Women’s History Month – Sarah J Hodder

Sisters are doing it for themselves

The Daughters of York: Anne, Duchess of Exeter; Elizabeth, Duchess of Suffolk; Margaret, Duchess of Burgundy

In the meantime, the duke of Clarence before-named, brother to king Edward, had been fully reconciled to the king by the mediation of his sisters, the duchesses of Burgundy and Exeter, of who, the one without the kingdom, and the other within it, entreated the duke to make peace with his brother.
Croyland Chronicle.

When I write about the subjects in my books, I like, first and foremost, to find the human essence of their character. That we can never really know a person is something I believe to be true. With the exceptions of close family members or friends (and sometimes not even then), it would be foolish to say we really know any of our contemporaries, let alone an individual who lived over half a century ago. But that doesn’t mean that we can’t see glimpses of a person, and certainly when looking into the lives of those who came before us, we can meet them as we see them and get to know them a little through the actions they took and the footprint they left behind.

There is also an inherent danger of applying twenty-first century thoughts and beliefs to a fifteenth and sixteenth-century individual, an easy hole to fall down, particularly when trying to tell a story in an empathetic way. Although I hope I avoid bringing my modern viewpoint to bear, I still try to view the women I write about through the eyes of being human. After all, we may live, today, in a totally different world to our medieval counterparts, but with a shared membership of the human world we’ve all breathed, we’ve all loved and we’ve laughed, we’ve cried and danced, feasted and scrimped, been scared, been happy, been sad… in essence we’ve all lived.

So, when I began my research into the sisters of York, otherwise known as Anne, Elizabeth and Margaret Plantagenet, my starting point was to discover the life they led, and tell their human story. My particular curiosities in them as subjects was what was it like to have two of your brothers become king; for your father to die in battle when you’re still in your teenage years (Anne would have just been in her early 20s); how would you deal with life if one of your brother’s had another of your brother’s executed for treason? And what could they possibly have known about one of the great mysteries today, the disappearance of the Princes in the Tower. Although we can never know how they felt about these events, we can find out what they did about them. So, in my latest book, The Sisters of Richard III, I hope to bring the story of three strong, courageous women to you in a way that we can feel that we know them just that little bit more. That they were not just the sisters of two kings, but that they have a story in their own right. And if you know nothing about the York sisters at all, here’s a little bit about why, to me, they are so interesting:

The York sisters, the daughters of Richard, Duke of York and Cecily Neville, always knew that they and their family were important in the scheme of things. Their mother, Cecily Neville, or ‘proud Cis’ as she was sometimes known, ensured that as well as learning their academic subjects, the York children were raised to know their place in the world. Pride of birth and lineage, particularly in children of noble descent was encouraged. This was something their mother knew all too well, with Cecily being described as ‘queen-like in all her actions, noble and dignified in her conduct and demeanour’. So, the family was, without doubt, a noble family, but they were never really intended for the throne.

◆ Set exercise 1:
Answer these from the passage on the York sisters:
(a) According to the Croyland Chronicle quotation, whose mediation reconciled the duke of Clarence to King Edward?
(b) What is the title of the author's latest book?
(c) Who were the parents of the York sisters?
The passage and the listing are unrelated material.

[Recorded data]

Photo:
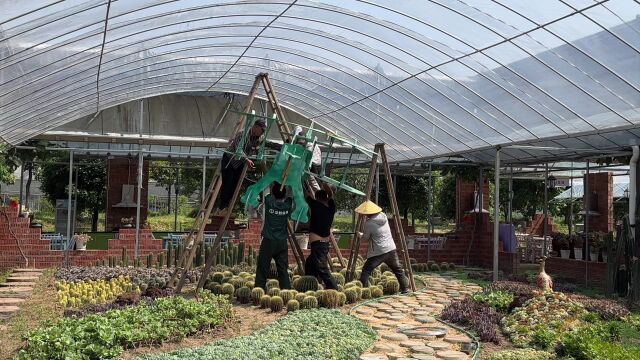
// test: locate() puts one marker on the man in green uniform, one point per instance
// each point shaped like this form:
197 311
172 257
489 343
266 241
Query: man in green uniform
278 208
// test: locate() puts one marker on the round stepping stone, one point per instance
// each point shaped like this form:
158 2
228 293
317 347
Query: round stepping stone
13 284
411 343
373 357
439 345
423 350
395 336
457 339
11 301
451 355
425 319
382 347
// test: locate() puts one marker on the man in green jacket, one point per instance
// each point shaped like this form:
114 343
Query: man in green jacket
278 207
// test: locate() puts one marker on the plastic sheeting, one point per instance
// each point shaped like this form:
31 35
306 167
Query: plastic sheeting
429 78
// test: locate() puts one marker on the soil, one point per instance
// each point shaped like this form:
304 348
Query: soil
246 320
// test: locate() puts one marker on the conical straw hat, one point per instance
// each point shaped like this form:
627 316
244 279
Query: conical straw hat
368 208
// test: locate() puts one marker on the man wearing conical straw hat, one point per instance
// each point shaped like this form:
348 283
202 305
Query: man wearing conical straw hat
382 249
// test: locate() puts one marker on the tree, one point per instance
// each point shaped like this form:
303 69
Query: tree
27 159
90 187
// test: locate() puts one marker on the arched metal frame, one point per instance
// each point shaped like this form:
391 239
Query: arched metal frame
404 78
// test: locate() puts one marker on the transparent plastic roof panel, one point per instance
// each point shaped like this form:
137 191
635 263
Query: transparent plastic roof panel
430 78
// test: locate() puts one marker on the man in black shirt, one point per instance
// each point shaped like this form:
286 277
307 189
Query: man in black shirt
322 209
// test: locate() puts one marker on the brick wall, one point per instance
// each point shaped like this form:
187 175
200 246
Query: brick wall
601 201
39 254
124 171
576 270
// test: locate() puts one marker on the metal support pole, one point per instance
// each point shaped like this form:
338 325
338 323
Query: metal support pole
69 209
510 203
545 251
204 178
430 215
496 215
377 183
138 202
21 187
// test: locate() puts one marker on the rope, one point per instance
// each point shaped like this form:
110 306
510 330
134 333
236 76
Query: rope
15 237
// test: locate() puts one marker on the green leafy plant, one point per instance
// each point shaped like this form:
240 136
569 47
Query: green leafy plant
319 334
105 336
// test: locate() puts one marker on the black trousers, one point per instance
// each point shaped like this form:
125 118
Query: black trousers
317 264
391 259
230 178
278 251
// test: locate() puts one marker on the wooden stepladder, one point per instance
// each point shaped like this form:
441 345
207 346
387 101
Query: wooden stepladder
355 244
196 235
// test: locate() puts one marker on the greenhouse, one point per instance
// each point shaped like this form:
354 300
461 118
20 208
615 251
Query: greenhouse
319 179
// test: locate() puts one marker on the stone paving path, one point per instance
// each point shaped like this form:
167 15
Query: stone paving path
407 328
13 292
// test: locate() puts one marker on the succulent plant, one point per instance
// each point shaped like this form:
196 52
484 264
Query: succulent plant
228 289
307 283
265 301
293 305
391 287
273 291
286 295
276 304
351 294
309 302
256 295
244 295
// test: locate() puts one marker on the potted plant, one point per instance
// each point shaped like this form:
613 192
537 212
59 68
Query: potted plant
126 222
81 241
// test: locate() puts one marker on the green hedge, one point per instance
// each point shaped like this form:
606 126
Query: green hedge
305 334
107 335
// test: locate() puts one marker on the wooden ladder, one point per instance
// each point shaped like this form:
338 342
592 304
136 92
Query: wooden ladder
355 244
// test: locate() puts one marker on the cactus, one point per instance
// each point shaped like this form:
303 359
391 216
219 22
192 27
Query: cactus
331 299
307 283
240 252
256 295
342 299
265 301
273 292
309 302
271 283
276 304
351 294
293 305
300 297
228 289
338 278
391 287
244 295
125 257
286 295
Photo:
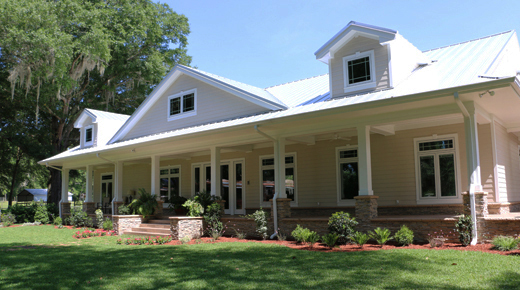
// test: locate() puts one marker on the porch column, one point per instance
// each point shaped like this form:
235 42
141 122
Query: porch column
64 202
215 171
156 177
118 187
364 161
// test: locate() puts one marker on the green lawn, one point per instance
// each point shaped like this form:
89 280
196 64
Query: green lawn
46 258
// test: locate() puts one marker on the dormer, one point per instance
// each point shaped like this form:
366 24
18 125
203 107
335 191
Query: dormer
364 58
97 127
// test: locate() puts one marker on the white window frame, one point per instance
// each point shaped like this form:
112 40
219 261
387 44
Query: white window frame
183 114
361 85
344 202
172 175
294 165
91 142
438 199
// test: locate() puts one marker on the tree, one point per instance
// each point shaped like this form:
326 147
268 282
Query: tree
68 55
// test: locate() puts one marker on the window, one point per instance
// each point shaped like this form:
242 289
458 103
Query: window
170 183
268 178
182 105
436 168
89 135
348 181
359 71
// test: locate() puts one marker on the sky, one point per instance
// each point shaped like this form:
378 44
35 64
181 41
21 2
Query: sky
267 42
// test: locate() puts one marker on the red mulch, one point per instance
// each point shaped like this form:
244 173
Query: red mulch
354 248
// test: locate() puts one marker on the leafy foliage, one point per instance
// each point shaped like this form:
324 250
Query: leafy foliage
464 226
404 236
342 224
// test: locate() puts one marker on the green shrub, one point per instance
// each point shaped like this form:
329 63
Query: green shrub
99 218
342 224
7 219
124 210
41 215
404 236
505 243
360 238
108 225
260 218
464 226
380 235
330 239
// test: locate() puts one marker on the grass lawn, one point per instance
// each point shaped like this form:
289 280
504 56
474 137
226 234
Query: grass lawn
42 257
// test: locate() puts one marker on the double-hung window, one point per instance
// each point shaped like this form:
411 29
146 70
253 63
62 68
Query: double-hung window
436 168
348 179
268 178
170 182
359 71
183 104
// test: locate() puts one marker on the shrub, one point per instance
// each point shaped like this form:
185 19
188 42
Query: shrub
99 218
124 210
464 226
505 243
194 208
404 236
330 239
380 235
342 224
360 238
7 219
108 225
41 215
260 218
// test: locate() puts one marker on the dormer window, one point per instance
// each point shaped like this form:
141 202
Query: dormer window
182 105
359 71
89 135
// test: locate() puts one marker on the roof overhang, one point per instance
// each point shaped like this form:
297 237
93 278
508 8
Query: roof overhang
352 30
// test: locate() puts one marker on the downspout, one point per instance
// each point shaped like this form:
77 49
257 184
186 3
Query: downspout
471 192
275 197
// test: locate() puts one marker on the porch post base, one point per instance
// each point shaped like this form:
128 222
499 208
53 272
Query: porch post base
283 206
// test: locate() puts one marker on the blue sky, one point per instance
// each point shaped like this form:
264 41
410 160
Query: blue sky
265 43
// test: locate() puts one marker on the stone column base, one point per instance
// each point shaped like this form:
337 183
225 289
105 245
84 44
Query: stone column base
283 205
89 207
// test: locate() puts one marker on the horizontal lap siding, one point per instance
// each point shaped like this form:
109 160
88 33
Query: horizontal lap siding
360 44
212 105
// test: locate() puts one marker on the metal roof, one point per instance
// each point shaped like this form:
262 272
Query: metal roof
453 66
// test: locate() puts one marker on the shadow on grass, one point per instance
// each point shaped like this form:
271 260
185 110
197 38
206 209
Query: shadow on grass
211 266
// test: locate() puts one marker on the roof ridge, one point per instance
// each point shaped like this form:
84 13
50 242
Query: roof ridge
283 84
471 40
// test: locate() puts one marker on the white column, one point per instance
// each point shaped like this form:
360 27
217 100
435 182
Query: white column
156 177
364 161
280 173
215 171
64 187
88 187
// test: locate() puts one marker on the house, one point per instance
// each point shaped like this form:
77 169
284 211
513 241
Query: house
390 130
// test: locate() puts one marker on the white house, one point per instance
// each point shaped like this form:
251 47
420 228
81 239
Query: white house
414 128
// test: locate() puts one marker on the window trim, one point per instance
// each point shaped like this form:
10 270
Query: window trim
182 114
91 142
342 202
361 85
260 180
438 199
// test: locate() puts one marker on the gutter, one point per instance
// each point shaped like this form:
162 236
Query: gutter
465 112
275 197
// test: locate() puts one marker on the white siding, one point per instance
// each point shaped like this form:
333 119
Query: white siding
212 105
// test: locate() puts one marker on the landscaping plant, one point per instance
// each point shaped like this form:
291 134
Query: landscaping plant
342 224
505 243
380 235
464 226
404 236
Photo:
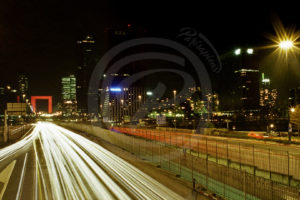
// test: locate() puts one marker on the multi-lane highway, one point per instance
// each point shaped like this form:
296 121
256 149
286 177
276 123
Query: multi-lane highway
54 163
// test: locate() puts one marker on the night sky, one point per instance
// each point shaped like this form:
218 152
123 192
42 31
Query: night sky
39 38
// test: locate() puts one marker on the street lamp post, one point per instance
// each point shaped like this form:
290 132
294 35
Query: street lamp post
286 46
290 129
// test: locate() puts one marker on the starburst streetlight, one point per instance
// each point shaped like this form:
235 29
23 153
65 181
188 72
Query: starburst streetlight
286 45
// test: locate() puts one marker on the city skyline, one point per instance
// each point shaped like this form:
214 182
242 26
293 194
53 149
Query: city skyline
56 50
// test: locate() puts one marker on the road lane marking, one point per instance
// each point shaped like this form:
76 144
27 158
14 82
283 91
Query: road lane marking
5 176
18 197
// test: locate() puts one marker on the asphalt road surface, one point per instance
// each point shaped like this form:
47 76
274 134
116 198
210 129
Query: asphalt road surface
54 163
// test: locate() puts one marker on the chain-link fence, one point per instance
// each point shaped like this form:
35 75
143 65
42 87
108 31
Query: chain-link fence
227 152
206 161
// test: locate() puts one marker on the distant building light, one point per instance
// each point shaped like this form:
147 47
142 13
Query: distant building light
115 89
266 80
250 51
237 52
149 93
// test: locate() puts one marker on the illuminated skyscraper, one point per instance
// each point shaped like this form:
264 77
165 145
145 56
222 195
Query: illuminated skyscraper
69 94
268 96
22 87
294 97
87 63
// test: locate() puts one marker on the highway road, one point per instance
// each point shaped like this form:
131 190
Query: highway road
55 163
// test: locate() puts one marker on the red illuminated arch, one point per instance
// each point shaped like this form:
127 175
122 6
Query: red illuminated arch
49 98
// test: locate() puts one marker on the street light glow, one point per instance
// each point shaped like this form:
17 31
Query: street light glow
237 52
250 51
286 44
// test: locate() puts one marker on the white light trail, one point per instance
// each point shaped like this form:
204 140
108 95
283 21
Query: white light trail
77 168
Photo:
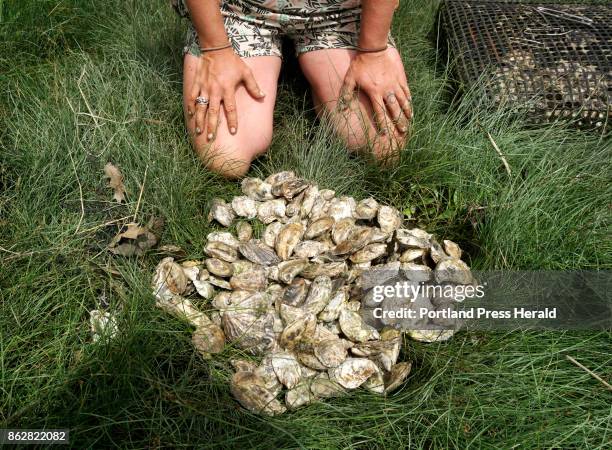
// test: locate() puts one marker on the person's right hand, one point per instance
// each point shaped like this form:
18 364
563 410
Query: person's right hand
218 75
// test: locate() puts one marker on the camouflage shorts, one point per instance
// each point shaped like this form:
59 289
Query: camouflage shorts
256 27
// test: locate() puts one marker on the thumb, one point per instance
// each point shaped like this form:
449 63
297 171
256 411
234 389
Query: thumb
252 86
346 92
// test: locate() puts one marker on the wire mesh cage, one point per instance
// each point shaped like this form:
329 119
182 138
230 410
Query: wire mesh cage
553 59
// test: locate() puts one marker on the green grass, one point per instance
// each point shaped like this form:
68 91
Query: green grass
87 82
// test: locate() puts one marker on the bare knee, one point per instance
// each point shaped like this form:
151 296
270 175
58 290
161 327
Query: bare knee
230 158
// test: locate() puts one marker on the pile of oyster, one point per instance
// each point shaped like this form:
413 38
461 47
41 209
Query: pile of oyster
286 296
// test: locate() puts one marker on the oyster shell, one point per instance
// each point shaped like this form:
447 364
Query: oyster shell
208 339
369 253
266 371
299 396
294 332
102 324
296 292
389 219
293 207
342 208
295 296
358 238
386 351
375 383
332 270
319 208
353 372
416 272
452 249
342 229
254 279
280 177
221 251
244 231
258 252
250 390
379 236
318 227
204 288
396 376
221 212
183 309
224 237
169 279
243 365
288 270
332 310
191 269
412 254
271 210
219 282
290 314
287 239
415 237
318 295
366 209
322 387
436 252
244 206
222 301
310 196
287 369
331 352
310 249
257 189
430 335
453 271
289 188
219 267
249 331
270 234
327 194
354 328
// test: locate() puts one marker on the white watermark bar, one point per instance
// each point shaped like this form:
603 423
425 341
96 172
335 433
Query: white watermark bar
487 300
34 436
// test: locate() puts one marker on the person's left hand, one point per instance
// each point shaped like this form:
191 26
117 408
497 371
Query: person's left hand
383 80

◆ Set exercise 2:
Show every line of the listing that contains the word "left".

◆ Written reply 1:
(a) His sisters, the duchesses of Burgundy and Exeter.
(b) The Sisters of Richard III.
(c) Richard, Duke of York, and Cecily Neville.

◆ Written reply 2:
// test: locate() puts one marker on the person's left hand, one point per instance
Query: person's left hand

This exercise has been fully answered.